Given passage
*** Begin section ***
Councillor Shaukat Ali, Labour's health chief, made the suggestion last month to take the vulnerable to get their vital jab.
But council leader Patrick Harley said the last thing people needed was every "Tom, Dick or Harry" offering to drive them.
Now Councillor Ali – after speaking with health experts – said the move was allowed if people meet certain safety rules.
He said: "At long last public health advice has emerged with what I had anticipated, a common sense approach.
"My suggestion was not taken in the spirit with which it was given and the insulting and derogatory comments from the Conservative leader of the council were uncalled for.
"Volunteers have gone over and beyond the call of duty ever since the first lockdown helping vulnerable members of our community. To call them 'Tom, Dick, Harry' in a derogatory manner is unacceptable. The leader has not only shown his ignorance but how out of touch he is with ordinary people.
"I am pleased that my persistence has resulted in support being made available to those who need it most."
The advice – available to volunteers, family members and taxi drivers – state there should be good ventilation in the car by opening the windows and the passengers sit behind the driver on the left.
Seatbelt buckles and handles should be wiped down after use with a chlorine based detergent, masks must be worn throughout the journey and people should use hand sanitiser – or frequently wash their hands.
*** End section ***
Record set
*** Begin section ***
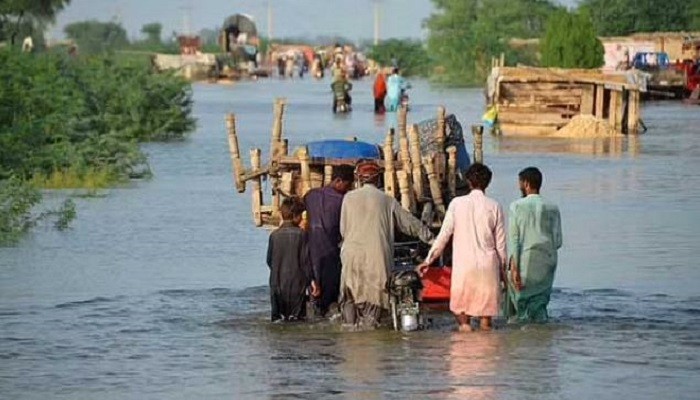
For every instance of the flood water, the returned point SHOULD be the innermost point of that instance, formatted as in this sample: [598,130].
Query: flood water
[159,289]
*** End section ***
*** Begin section ***
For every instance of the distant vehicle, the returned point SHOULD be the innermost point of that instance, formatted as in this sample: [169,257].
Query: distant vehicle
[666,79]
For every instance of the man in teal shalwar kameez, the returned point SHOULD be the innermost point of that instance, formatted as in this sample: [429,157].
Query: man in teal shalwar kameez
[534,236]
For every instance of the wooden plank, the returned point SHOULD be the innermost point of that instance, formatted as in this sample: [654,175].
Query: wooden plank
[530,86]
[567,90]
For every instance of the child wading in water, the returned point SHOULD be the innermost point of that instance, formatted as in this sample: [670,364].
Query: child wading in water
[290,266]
*** End section ***
Task 1
Answer these questions on the vaccine-lift article:
(a) What role does Councillor Shaukat Ali hold?
(b) What phrase did Patrick Harley use for the people who might offer to drive others?
(c) What should seatbelt buckles and handles be wiped down with after use?
Task 2
Pick up the vaccine-lift article after its final sentence and continue it.
The rows have nothing to do with the vaccine-lift article.

Expected output 1
(a) He is Labour's health chief.
(b) "Tom, Dick or Harry."
(c) A chlorine based detergent.

Expected output 2
Councillor Harley, leader of Dudley Council, said the suggestion was still very risky – with the most vulnerable still at risk from the pandemic.
He added: "What Councillor Ali was suggesting at the time was actually illegal so it comes as no surprise to anyone that I wouldn't support his suggestion.
"There are and have been for a long time now GP surgeries that have practice nurses that will carry out home visits.
"Home visits by trained medical staff without the risk provided by Councillor Ali's suggestion where a vulnerable adult could easily risk being infected by someone – no matter how helpful because the vehicle or themselves hadn't taken all of the necessary precautions.
"The vaccination roll out in Dudley has been a tremendous success with 100 per cent of 75-79 and the 80-plus age groups receiving the first vaccine.
"We also have over 80 per cent of 70 to 75-year-olds enjoying the first jab. Therefore, what he is suggesting has very little relevance as the amazing work of our NHS and public health teams continues at a blistering pace."